- Explore the material -
- 1) Reproduce the passage of the complementary medicine guide that runs from "Good news, you" up to and including "complementary medicine courses.".
- 2) Go on with the complementary medicine guide, starting right after its last sentence.
==== Page excerpt ====
Our guide to complementary medicine
Hotcourses Editor

Our guide to complementary medicine

First published date May 19 2016 Amended date May 19 2016

What is complementary medicine we hear you cry? Well, actually, it doesn’t really have a dictionary definition. Complementary and alternative medicines (sometimes referred to in the medical world as CAMs), are medicines or treatments that can be used with or alongside more traditional medicines. For example, a doctor might suggest an herbal remedy alongside a course of drugs they have prescribed. It all sounds pretty medical doesn’t it, but don’t worry, you won’t be expected to spend seven years in university if you are interested in learning more!


Can complementary medicine actually help?

This is a tricky one to answer, some studies say yes, others say no. Although complementary medicines may not be based on scientific evidence, their popularity in the world today surely shows they have some benefit. Our best advice with this one would be to do your research and maybe talk to someone who is qualified to give you a medical answer. If, however, you are interested in finding out more, taking a short course definitely won’t hurt.


I’m not a doctor, what kind of courses can I take?

Good news, you don’t need to be a doctor to do any of these courses. Whether you want to find out more about the history of herbal medicine, or have the urge to learn more about aromatherapy, there will be a number of beginners courses on offer. We’ve tried to make things a little simpler by giving you a brief overview of some of the most popular complementary medicine courses.

Herbal medicine – Why do plants have medicinal properties? A herbal medicine course will take a look back at the historical use of plants in alternative and mainstream medicine, and then translate this to our modern day use of them.

Aromatherapy – Aromatherapy uses essential oils to try and improve a patients wellbeing. Often used as an alternative therapy in the treatment of stress, depression, insomnia and relaxation, research suggests it can help. If you are interested in learning more about the power of smell, a beginner’s course could be what you are looking for.
==== Dataset records ====
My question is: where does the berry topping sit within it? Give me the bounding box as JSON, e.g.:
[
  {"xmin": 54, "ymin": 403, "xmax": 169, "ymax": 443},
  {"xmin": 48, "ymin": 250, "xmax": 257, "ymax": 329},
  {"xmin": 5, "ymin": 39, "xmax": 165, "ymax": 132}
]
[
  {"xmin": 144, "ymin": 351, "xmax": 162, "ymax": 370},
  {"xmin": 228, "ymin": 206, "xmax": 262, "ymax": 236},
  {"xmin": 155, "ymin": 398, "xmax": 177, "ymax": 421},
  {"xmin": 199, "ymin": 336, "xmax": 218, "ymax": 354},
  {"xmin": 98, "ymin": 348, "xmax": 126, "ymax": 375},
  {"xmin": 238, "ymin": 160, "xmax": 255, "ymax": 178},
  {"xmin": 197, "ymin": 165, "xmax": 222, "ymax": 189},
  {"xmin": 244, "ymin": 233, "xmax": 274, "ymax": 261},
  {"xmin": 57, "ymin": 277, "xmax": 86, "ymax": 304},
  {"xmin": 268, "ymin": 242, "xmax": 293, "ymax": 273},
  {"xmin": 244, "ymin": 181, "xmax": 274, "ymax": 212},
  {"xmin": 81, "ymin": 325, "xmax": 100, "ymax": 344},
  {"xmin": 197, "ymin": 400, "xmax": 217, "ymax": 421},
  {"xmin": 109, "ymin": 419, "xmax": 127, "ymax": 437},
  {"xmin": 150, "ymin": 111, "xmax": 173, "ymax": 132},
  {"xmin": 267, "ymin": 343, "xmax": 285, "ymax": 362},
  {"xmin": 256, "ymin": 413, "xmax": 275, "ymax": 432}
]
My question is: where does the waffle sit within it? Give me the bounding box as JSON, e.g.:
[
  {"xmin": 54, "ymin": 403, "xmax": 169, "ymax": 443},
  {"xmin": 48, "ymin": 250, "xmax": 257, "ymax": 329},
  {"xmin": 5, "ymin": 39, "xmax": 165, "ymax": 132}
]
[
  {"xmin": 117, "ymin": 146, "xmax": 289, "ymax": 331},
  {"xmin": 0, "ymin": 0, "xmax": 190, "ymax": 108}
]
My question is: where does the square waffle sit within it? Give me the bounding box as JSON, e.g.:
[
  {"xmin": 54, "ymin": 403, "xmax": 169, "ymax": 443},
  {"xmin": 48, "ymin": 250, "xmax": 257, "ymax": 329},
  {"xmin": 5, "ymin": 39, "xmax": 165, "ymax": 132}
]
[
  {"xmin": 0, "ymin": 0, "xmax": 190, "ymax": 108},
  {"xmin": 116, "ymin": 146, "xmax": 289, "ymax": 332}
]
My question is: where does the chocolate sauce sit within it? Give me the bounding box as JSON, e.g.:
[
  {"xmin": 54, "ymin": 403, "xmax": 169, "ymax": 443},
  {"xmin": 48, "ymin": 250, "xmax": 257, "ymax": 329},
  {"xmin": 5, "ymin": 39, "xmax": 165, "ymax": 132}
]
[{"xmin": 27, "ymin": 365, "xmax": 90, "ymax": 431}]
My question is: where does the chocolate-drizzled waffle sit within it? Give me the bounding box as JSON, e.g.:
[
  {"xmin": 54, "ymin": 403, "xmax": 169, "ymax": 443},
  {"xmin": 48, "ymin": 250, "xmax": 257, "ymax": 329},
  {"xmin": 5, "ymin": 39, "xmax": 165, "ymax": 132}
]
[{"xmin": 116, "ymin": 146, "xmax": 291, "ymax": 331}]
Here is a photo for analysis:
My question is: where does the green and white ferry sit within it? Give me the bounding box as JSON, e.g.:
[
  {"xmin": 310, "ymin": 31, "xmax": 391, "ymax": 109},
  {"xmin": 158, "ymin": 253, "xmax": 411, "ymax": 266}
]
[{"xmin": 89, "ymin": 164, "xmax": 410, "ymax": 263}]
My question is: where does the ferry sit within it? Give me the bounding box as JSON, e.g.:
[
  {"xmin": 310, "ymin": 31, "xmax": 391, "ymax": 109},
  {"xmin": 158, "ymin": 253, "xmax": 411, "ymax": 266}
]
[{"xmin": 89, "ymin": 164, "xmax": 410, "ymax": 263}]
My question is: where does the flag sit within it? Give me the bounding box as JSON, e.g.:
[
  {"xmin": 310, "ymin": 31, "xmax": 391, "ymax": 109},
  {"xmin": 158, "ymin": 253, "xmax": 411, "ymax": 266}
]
====
- Results for the exercise -
- 1)
Good news, you don’t need to be a doctor to do any of these courses. Whether you want to find out more about the history of herbal medicine, or have the urge to learn more about aromatherapy, there will be a number of beginners courses on offer. We’ve tried to make things a little simpler by giving you a brief overview of some of the most popular complementary medicine courses.

- 2)
Reiki healing – One of the more spiritual categories on this list, Reiki is a Japanese technique for stress reduction that is also believed to promote healing in the body. It is based on the idea that an unseen energy flows within us and can be manipulated through touch.


What can I do after my course?

Although we cannot promise you won’t leave your beginner’s course with the skills needed to become a freelance practitioner, you might catch the bug and go on to learn more. Apart from the likes of osteopathy and chiropractic, there is no professional regulation of alternative therapies in the UK. This means, if you do feel like you have the skills and experience, you can freely practise he treatment, however we recommend you join a voluntary register or association first.


Interesting facts you might like to know

  • The World Health Organisation estimates that over four billion people rely on alternative medicine as their primary form of health care
  • In aromatherapy, lemon is used to calm and heal wounds, lavender is used to care for skin and help you relax and Ylang Ylang is thought to release muscle tension and give you an instant mood boost.
  • The word drug comes from the Dutch word ‘droog’ meaning ‘dried plant’.